What you need to do: Show each line of the saved entries below that contains the string "every". Case counts.

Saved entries
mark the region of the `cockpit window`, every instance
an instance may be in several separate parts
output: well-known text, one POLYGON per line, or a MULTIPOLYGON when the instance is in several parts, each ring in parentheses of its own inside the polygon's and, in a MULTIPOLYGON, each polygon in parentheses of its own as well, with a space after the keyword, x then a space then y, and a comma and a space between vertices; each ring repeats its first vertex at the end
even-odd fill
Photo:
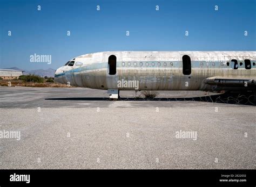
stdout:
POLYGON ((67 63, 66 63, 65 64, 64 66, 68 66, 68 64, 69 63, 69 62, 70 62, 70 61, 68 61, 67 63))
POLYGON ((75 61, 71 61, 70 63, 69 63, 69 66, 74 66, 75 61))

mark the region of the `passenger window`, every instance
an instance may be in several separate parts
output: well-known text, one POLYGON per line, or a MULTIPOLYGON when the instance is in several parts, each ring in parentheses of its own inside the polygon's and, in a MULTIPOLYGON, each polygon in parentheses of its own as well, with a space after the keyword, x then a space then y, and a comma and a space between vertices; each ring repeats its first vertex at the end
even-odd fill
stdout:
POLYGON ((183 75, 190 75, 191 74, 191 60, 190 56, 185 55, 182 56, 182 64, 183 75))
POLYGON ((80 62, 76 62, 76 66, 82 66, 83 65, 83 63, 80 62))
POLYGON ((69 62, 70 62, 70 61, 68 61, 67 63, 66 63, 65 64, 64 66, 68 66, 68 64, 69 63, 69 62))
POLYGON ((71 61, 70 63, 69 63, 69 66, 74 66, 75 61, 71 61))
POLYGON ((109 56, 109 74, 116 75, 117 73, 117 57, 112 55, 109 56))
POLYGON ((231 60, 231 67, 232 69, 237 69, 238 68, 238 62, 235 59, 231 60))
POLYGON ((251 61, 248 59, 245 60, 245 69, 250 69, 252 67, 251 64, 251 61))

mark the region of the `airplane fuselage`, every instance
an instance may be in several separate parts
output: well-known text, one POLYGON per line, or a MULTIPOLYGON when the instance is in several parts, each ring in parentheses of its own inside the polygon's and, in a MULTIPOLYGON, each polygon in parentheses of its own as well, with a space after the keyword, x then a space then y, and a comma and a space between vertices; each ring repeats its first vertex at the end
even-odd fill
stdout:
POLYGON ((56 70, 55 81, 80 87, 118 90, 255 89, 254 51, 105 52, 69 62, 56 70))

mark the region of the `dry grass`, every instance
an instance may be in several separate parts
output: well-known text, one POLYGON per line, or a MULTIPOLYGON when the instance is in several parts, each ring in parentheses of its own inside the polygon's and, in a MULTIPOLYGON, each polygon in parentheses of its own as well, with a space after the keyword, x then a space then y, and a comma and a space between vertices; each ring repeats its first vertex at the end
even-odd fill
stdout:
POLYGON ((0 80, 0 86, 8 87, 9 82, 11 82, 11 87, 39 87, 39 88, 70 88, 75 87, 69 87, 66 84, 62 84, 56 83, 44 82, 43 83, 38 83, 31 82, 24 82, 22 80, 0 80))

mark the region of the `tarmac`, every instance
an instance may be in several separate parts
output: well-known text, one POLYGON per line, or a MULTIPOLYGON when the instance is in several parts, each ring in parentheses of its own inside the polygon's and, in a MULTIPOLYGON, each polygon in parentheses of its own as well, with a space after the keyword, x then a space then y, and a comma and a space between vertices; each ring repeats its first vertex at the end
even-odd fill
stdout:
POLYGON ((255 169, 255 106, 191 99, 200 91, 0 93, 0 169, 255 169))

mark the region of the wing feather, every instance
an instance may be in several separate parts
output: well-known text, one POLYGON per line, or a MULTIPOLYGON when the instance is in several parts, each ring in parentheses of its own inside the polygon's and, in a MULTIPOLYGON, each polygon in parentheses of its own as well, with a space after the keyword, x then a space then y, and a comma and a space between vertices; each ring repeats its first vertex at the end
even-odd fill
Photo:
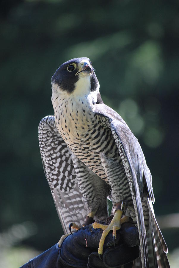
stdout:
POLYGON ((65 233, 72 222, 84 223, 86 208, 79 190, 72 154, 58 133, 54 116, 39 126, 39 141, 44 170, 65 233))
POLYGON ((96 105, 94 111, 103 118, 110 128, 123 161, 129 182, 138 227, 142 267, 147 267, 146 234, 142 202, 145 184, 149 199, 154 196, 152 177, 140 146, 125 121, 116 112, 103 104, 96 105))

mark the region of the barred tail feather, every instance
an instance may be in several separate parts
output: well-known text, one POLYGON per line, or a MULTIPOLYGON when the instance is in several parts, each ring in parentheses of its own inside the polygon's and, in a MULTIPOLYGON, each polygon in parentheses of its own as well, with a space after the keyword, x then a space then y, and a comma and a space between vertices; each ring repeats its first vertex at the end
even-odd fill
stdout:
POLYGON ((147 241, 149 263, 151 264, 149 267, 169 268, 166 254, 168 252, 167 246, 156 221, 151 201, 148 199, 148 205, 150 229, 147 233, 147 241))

Response for this exercise:
mark the region of the `cockpit window`, every instance
mark the region of the `passenger window`, every instance
mark the region of the `airplane fuselage`, every instance
mark the region of the `dry grass`, every instance
mark the region of the `tarmac`, every instance
mark the region of the wing feather, every instance
mark the region of the barred tail feather, every instance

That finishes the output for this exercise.